---------- SUPPLIED MATERIAL ----------
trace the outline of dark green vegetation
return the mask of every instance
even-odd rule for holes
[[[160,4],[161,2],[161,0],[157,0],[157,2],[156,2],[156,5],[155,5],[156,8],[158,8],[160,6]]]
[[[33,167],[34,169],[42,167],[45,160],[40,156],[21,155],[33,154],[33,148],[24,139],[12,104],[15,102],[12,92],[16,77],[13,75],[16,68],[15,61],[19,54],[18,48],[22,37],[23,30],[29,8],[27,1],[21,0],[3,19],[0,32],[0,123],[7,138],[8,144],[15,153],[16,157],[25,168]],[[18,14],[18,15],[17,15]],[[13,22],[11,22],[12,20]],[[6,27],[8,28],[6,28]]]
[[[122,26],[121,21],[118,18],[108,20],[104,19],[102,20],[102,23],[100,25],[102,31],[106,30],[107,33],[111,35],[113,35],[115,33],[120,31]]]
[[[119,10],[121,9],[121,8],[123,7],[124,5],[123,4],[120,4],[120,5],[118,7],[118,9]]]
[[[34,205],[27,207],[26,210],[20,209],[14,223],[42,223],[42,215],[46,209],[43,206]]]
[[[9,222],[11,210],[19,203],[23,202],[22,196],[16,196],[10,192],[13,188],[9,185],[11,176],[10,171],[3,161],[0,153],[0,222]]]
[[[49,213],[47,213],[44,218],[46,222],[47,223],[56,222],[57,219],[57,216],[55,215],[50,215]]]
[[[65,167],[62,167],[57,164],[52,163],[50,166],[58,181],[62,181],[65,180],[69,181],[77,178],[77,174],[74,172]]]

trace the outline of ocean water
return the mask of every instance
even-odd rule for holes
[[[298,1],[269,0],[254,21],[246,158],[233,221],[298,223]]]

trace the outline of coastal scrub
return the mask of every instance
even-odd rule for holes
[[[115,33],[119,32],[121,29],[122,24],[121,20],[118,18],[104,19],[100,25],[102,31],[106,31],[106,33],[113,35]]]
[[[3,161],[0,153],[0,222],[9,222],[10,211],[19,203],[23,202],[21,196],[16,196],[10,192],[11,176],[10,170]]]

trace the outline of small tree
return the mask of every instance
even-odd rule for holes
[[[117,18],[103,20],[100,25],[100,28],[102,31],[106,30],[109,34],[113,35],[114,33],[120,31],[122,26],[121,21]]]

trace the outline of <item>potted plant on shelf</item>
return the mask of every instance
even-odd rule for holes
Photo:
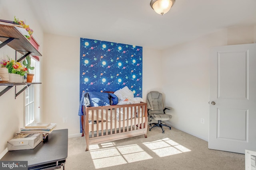
[[[29,55],[26,57],[26,61],[24,61],[22,64],[26,66],[26,68],[27,69],[27,82],[31,83],[33,81],[33,78],[34,74],[30,73],[29,72],[29,70],[33,70],[35,69],[34,67],[32,67],[31,66],[31,57]]]
[[[7,73],[9,74],[9,80],[6,77],[6,81],[14,83],[22,82],[27,68],[23,67],[20,63],[10,59],[8,56],[7,57],[8,60],[2,60],[0,62],[1,68],[4,69],[4,75],[7,76]]]

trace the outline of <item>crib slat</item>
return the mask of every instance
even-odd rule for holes
[[[96,136],[98,137],[99,136],[99,110],[96,110],[96,115],[97,116],[97,118],[96,119],[96,126],[97,127]],[[92,125],[94,124],[94,122],[92,123]]]
[[[107,111],[107,112],[106,112],[107,113],[108,113],[108,111]],[[103,123],[104,123],[104,121],[103,121],[104,119],[103,119],[103,109],[101,109],[101,122],[100,122],[100,124],[101,124],[101,136],[103,136],[103,135],[104,135],[104,134],[103,134],[103,133],[104,133],[104,131],[103,130],[104,129],[103,129]],[[99,123],[100,123],[99,122]]]
[[[119,121],[118,121],[118,132],[121,132],[121,107],[119,107]]]
[[[111,119],[110,119],[110,135],[112,134],[112,129],[113,129],[113,121],[112,121],[112,115],[113,114],[113,113],[112,111],[113,109],[110,109],[110,118]]]
[[[126,116],[126,131],[129,131],[129,114],[131,114],[130,113],[130,111],[129,111],[130,110],[129,109],[129,108],[130,108],[130,107],[127,107],[127,114],[126,114],[126,116]]]
[[[92,123],[91,124],[91,126],[92,126],[92,137],[94,137],[94,126],[93,123],[94,122],[94,116],[93,116],[94,114],[94,110],[92,110]]]
[[[117,108],[115,111],[115,133],[116,133],[116,121],[117,121],[117,118],[116,116],[117,115]]]
[[[140,107],[138,107],[138,128],[140,129]]]

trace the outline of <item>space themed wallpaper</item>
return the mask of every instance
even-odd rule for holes
[[[80,96],[127,86],[142,98],[142,47],[82,38],[80,42]]]

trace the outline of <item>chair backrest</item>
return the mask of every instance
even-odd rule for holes
[[[149,114],[164,113],[162,95],[158,92],[150,92],[147,95],[146,99]]]

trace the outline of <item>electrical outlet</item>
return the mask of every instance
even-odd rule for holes
[[[66,117],[63,117],[63,123],[68,122],[68,119]]]

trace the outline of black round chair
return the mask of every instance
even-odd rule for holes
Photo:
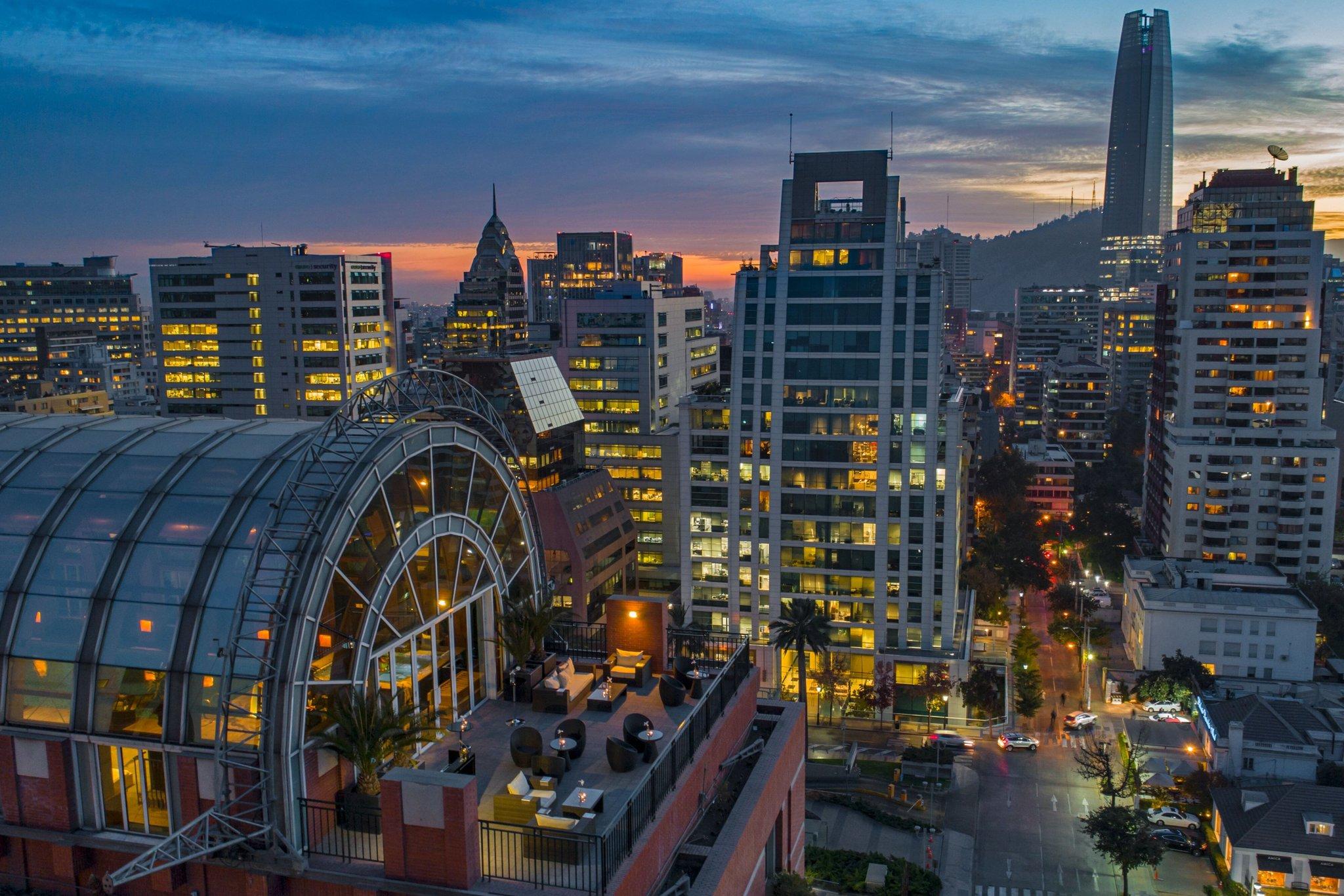
[[[646,740],[640,740],[640,732],[644,731],[645,725],[650,724],[649,717],[642,712],[632,712],[621,723],[621,733],[625,736],[625,743],[630,744],[641,754],[648,747]]]
[[[685,685],[672,676],[659,676],[659,696],[664,707],[680,707],[685,703]]]
[[[607,737],[606,764],[612,771],[634,771],[640,764],[640,751],[624,740]]]
[[[578,759],[583,755],[583,746],[587,743],[587,725],[583,724],[582,719],[566,719],[560,724],[555,725],[555,731],[562,737],[569,737],[577,747],[570,747],[566,750],[570,759]]]
[[[531,768],[532,759],[542,755],[542,732],[536,728],[521,725],[508,736],[508,751],[519,768]]]

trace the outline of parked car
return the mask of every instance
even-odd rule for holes
[[[1167,849],[1175,849],[1183,853],[1189,853],[1191,856],[1199,856],[1208,852],[1208,844],[1189,833],[1188,830],[1176,830],[1175,827],[1156,827],[1153,833],[1149,834],[1153,840],[1159,841]]]
[[[1180,704],[1175,700],[1149,700],[1144,704],[1144,712],[1180,712]]]
[[[1189,721],[1189,719],[1187,716],[1181,716],[1181,715],[1175,713],[1175,712],[1154,712],[1153,715],[1150,715],[1148,717],[1152,719],[1153,721],[1175,721],[1175,723],[1188,723]]]
[[[965,735],[958,735],[956,731],[933,731],[925,736],[926,747],[938,747],[943,750],[970,750],[976,746],[976,742]]]
[[[1149,809],[1148,822],[1152,825],[1163,825],[1164,827],[1188,827],[1189,830],[1199,830],[1199,818],[1191,815],[1188,811],[1181,811],[1175,806]]]
[[[1036,747],[1040,746],[1040,742],[1035,737],[1028,737],[1020,731],[1005,731],[999,735],[999,746],[1008,752],[1012,752],[1013,750],[1030,750],[1036,752]]]

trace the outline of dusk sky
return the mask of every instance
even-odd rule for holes
[[[723,289],[794,149],[887,145],[911,226],[1028,227],[1098,195],[1134,3],[0,5],[0,261],[391,250],[450,298],[489,215],[519,251],[626,230]],[[1278,142],[1344,238],[1339,0],[1177,0],[1177,204]],[[144,277],[137,279],[148,294]]]

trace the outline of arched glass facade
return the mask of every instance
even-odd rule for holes
[[[367,685],[450,724],[497,693],[499,602],[542,582],[497,427],[442,407],[355,426],[367,439],[304,536],[274,646],[265,712],[278,720],[281,827],[329,700]],[[223,693],[261,717],[249,666],[235,661],[230,686],[226,654],[270,637],[239,607],[282,493],[329,431],[0,414],[0,707],[8,725],[71,735],[86,826],[165,834],[192,821],[167,758],[218,755]]]

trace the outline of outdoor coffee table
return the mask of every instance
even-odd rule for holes
[[[616,708],[625,700],[625,685],[618,681],[612,682],[612,696],[603,696],[602,688],[594,688],[589,693],[589,709],[597,712],[616,712]]]
[[[579,799],[583,794],[583,799]],[[602,791],[597,787],[575,787],[574,793],[560,803],[560,811],[570,818],[582,818],[585,813],[602,811]]]

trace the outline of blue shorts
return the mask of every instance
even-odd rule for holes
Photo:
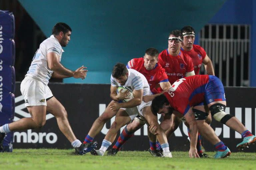
[[[224,87],[217,77],[209,75],[209,81],[205,87],[204,98],[207,105],[217,101],[226,101]]]

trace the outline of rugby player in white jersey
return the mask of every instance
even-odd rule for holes
[[[105,136],[101,147],[98,150],[93,149],[91,153],[103,156],[114,140],[121,127],[140,115],[150,125],[155,125],[159,128],[157,128],[159,133],[157,137],[161,146],[163,147],[164,156],[171,157],[165,134],[158,123],[157,117],[151,111],[151,102],[145,103],[142,101],[143,96],[152,94],[145,76],[135,70],[127,69],[123,64],[118,63],[113,68],[111,82],[110,96],[113,100],[102,114],[95,121],[84,143],[92,142],[95,136],[100,132],[105,123],[116,116],[115,120]],[[120,86],[130,90],[134,98],[126,102],[119,103],[120,100],[127,99],[130,93],[129,90],[123,92],[121,90],[118,94],[117,90]]]
[[[93,146],[92,143],[82,144],[76,137],[68,120],[67,112],[47,85],[51,77],[73,77],[83,79],[86,76],[87,70],[84,69],[86,67],[83,66],[74,71],[66,68],[60,63],[64,51],[62,47],[66,46],[70,41],[71,31],[67,24],[57,23],[52,29],[52,35],[40,44],[20,86],[25,105],[31,117],[24,118],[0,127],[0,140],[2,141],[5,134],[10,131],[41,128],[45,124],[47,111],[56,118],[61,131],[78,153],[83,154],[85,150]]]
----------
(WORK TO DO)
Pick out each line above that contains the word "chair" and copy those lines in full.

(TASK RESULT)
trace the outline of <item>chair backrest</item>
trace the outline of black round chair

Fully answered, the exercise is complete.